Pemuda itu marah. Setiap kali melihat tinta di ujung jarinya. Marah pada dirinya sendiri. Mengapa tadi salah pilih?
Ia pun ambil pisau di dapur: ia potong ujung jarinya itu. Saudaranya kaget. Segera membawanya ke rumah sakit. Ujung jari itu pun dibalut perban. Lalu ada yang membuat video. Diunggah ke media sosial. Menjadi viral.
Sehari setelah pemilu di Indonesia itu India juga pemilu. Coblosan kita hari Rabu. India hari Kamis. Kita selesai dalam sehari. Pencoblosan di India baru selesai lima minggu yang akan datang. Tepatnya baru selesai tanggal 19 Mei 2019.
Penghitungan suaranya akan memakan waktu 4 hari. Tanggal 24 Mei pemenangnya diumumkan.
Pemuda itu mencoblos di hari kedua: 19 April 2019. Hari itu mestinya ia gembira. Untuk pertama kalinya ikut Pemilu. Umurnya 25 tahun. Penduduk negara bagian Uttar Pradesh. Yang memiliki Taj Mahal itu. Nama pemuda tersebut: Pawan Kumar.
“Mau saya kan memilih gambar gajah. Mengapa saya memijit tombol bunga,” ujar Kumar dengan geramnya.
Seperti disiarkan media di India. Yang videonya bisa dilihat di youtube. Hanya video jari yang dibalut.
Pemilu di India sudah pakai elektronik. Pakai pijit tombol yang modern. Bukan coblos paku yang kuno.
Dosa salah pijit Kumar itu ia tebus dengan memotong ujung jari yang bertinta. Jari telunjuk. Tangan kiri.
Itulah ekspresi politik orang miskin di India. Tepatnya di Uttar Pradesh. Lebih tepatnya lagi orang termiskin.
Anda sudah tahu. Di India ada empat kasta. Yang terendah adalah sudra. Tapi orang seperti Kumar itu tidak punya kasta. Sering juga secara mengejek disebut kasta ke lima. Lebih tepatnya: tidak pantas masuk kasta. Yang terendah sekali pun.
Di India kelompok seperti Kumar itu disebut kaum Dalit. Arti Dalit sebenarnya baik: kaum mayoritas. Tapi secara politik mereka sangat minoritas.
Dulu sempat punya 21 wakil di parlemen pusat. Dalam pemilu 2014 lalu tidak satu kursi pun didapat.
Keberadaan Dalit sebenarnya diakui di konstitusi India. Tapi sistem kasta di sana membuat posisi politik Dalit sangat terpinggirkan.

● DATA ANALISIS
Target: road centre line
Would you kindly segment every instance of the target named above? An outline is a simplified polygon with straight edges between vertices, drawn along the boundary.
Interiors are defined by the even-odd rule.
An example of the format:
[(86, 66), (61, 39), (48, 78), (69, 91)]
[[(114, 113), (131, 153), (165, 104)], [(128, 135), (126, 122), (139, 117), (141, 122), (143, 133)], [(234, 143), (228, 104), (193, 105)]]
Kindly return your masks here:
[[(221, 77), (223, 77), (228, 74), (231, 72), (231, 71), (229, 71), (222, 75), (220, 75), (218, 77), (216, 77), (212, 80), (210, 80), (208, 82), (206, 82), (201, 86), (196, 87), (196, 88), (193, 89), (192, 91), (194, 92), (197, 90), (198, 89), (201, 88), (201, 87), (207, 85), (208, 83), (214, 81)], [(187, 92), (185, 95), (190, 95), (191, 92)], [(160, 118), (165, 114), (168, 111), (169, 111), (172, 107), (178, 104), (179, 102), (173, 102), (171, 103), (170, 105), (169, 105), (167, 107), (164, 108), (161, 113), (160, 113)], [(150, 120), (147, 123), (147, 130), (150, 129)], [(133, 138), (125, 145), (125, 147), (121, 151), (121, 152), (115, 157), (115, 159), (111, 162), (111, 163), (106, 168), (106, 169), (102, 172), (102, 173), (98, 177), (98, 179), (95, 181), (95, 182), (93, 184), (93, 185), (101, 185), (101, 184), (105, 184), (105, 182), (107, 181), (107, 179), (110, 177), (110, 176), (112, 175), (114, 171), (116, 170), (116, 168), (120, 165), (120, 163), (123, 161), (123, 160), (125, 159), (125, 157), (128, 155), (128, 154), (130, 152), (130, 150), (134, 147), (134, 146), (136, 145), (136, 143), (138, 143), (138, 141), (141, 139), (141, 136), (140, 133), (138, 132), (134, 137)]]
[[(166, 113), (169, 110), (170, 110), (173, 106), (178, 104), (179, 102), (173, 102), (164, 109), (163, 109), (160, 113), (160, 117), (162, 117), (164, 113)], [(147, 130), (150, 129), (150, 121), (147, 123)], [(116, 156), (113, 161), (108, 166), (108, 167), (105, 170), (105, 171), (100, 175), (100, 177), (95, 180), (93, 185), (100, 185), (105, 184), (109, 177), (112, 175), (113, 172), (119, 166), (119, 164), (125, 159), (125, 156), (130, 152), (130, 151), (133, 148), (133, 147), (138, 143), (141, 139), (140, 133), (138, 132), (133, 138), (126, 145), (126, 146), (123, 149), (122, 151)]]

● PERINTAH
Tolong sebutkan: menurut kutipan, ujung jari mana yang dipotong Pawan Kumar?

● JAWABAN
Ujung jari telunjuk tangan kiri yang bertinta.